Copy the data word for word from its first line through the line containing "[[110,99],[110,90],[100,86],[96,86],[94,99]]", keeping both of those lines.

-- begin --

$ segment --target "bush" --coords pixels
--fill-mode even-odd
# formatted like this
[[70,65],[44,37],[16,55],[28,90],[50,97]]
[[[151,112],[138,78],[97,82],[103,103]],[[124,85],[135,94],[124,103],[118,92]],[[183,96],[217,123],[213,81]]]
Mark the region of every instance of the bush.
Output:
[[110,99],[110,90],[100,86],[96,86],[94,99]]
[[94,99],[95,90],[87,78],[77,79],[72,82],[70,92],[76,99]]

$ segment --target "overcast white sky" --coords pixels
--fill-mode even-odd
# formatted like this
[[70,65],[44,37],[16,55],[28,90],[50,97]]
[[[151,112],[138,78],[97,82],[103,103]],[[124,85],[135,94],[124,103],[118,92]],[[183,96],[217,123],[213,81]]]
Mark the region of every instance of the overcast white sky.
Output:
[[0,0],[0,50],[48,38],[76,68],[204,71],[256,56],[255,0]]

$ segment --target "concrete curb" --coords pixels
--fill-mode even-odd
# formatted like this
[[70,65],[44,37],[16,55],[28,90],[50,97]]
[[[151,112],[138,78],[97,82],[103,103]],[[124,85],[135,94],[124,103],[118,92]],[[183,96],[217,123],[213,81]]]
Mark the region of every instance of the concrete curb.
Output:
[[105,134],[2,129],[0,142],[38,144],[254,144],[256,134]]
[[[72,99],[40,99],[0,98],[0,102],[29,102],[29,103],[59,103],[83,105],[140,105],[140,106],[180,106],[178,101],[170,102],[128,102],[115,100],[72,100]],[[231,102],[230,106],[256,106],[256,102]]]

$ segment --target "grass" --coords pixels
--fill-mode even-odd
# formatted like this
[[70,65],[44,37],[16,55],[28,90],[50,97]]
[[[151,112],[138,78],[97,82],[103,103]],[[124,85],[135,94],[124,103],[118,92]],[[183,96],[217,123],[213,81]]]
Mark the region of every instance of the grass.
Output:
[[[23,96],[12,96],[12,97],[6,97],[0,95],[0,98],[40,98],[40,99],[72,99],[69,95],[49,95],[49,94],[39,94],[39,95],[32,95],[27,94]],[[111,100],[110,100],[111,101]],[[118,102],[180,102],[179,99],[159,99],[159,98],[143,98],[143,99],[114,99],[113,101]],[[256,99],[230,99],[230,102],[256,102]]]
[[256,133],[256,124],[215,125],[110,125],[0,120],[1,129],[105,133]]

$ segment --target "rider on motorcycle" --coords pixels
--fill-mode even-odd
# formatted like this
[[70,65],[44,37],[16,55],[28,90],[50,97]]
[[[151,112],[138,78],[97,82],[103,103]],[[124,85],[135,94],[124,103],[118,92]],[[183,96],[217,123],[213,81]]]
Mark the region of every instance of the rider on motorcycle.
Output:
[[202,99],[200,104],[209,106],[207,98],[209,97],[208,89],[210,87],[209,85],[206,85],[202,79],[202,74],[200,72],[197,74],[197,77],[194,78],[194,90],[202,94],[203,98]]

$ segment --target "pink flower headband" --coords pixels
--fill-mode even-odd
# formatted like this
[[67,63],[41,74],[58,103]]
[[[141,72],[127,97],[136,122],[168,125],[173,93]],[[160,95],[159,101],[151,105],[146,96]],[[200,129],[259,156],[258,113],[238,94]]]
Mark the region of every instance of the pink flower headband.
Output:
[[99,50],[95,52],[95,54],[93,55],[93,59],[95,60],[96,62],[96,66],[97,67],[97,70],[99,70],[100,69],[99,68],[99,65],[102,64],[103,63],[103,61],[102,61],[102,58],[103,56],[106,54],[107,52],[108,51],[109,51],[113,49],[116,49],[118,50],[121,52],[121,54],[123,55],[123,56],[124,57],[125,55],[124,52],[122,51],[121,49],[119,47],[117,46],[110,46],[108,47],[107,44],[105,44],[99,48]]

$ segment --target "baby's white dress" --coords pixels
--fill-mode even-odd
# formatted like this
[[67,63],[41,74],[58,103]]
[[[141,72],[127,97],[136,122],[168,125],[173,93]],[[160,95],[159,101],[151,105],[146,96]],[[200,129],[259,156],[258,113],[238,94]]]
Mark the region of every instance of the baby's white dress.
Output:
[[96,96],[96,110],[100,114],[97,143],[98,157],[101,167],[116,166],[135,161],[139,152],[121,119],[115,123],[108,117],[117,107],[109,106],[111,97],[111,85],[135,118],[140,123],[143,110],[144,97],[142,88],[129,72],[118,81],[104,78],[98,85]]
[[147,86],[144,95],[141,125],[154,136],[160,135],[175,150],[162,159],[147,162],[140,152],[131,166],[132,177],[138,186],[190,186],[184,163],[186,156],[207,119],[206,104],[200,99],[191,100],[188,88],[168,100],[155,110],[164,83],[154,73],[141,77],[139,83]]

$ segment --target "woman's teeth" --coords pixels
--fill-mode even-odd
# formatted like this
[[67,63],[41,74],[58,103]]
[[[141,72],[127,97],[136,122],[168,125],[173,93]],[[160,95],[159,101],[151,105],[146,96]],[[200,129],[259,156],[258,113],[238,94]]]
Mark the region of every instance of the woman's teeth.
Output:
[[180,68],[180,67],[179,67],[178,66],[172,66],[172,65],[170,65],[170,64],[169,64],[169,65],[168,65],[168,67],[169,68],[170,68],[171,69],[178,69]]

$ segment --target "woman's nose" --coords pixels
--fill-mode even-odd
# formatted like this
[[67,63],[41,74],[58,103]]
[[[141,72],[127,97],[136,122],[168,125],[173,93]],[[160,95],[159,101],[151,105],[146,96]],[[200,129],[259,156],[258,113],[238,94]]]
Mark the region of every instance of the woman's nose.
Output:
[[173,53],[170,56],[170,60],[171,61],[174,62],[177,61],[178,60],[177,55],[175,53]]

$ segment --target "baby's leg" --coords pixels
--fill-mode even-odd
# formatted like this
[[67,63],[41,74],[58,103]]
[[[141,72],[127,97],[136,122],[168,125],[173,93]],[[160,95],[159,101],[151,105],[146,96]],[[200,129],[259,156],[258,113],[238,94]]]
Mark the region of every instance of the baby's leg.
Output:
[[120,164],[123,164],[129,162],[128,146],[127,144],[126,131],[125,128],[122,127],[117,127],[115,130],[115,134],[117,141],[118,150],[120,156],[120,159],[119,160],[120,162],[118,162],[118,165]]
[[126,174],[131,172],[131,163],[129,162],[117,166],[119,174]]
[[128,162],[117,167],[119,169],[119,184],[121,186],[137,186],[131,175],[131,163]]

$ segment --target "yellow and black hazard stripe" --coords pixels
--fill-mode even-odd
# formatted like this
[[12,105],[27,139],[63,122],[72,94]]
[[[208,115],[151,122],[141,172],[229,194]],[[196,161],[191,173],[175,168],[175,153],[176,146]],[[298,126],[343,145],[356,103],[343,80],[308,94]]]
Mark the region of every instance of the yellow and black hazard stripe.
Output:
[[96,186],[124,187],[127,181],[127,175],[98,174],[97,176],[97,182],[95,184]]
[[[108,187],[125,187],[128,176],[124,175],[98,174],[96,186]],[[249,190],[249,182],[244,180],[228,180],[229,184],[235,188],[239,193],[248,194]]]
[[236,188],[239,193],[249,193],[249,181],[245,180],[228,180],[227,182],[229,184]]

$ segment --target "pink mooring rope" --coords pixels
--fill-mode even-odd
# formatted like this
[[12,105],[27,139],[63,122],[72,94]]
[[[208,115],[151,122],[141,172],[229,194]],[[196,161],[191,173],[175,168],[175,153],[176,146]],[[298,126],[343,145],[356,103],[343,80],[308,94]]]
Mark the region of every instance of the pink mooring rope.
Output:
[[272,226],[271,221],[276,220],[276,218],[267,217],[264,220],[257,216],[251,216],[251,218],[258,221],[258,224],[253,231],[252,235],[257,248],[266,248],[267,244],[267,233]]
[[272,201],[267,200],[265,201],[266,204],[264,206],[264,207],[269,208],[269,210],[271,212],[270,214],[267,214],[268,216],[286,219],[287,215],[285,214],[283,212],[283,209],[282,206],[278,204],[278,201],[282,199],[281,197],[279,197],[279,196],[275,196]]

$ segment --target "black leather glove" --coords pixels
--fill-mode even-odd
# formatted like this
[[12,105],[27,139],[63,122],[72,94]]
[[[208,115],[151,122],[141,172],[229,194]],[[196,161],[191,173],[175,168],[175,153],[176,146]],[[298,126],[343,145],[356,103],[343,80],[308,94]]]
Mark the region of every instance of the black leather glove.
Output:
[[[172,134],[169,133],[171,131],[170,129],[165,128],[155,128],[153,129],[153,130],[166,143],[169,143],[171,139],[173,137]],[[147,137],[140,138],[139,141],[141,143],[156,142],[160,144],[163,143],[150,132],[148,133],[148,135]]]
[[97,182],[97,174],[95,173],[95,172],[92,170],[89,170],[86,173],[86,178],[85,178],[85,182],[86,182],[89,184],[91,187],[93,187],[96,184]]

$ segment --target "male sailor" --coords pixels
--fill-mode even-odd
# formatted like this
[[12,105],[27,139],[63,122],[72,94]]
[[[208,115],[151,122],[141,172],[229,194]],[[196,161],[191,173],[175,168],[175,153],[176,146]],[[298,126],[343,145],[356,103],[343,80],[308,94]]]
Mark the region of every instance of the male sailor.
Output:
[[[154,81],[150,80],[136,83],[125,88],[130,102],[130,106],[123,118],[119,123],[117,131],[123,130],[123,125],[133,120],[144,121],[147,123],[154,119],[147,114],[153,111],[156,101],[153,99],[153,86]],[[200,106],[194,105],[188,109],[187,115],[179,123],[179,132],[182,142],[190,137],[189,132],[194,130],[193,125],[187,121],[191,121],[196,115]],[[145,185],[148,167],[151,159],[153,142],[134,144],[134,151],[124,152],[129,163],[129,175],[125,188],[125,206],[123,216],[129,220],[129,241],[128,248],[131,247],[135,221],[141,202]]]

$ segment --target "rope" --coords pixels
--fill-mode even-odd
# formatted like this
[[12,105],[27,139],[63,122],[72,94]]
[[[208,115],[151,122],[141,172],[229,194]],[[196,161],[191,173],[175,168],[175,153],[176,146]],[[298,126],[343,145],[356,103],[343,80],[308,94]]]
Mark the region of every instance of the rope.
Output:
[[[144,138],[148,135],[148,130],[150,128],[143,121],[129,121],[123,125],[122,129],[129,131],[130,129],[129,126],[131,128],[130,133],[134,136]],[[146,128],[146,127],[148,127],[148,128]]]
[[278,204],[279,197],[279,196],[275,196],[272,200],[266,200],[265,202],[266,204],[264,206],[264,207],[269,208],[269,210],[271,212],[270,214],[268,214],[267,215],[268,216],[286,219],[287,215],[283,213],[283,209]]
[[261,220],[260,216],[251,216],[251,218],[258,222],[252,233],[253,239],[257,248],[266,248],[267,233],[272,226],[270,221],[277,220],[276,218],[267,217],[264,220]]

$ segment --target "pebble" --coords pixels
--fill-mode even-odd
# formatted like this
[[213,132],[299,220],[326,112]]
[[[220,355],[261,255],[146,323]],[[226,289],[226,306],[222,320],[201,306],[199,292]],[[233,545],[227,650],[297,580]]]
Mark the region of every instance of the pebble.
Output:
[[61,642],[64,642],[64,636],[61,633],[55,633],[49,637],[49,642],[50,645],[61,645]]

-- end --

> **WORKED SOLUTION**:
$ segment --target "bush" --coords pixels
--fill-mode even-odd
# formatted like this
[[70,65],[44,37],[16,55],[28,90],[50,97]]
[[[151,112],[138,78],[97,82],[103,103]],[[124,85],[135,94],[124,103],[118,92]],[[183,96],[217,123],[213,81]]]
Mark the region of every instance of the bush.
Output:
[[110,99],[110,90],[100,86],[96,86],[94,99]]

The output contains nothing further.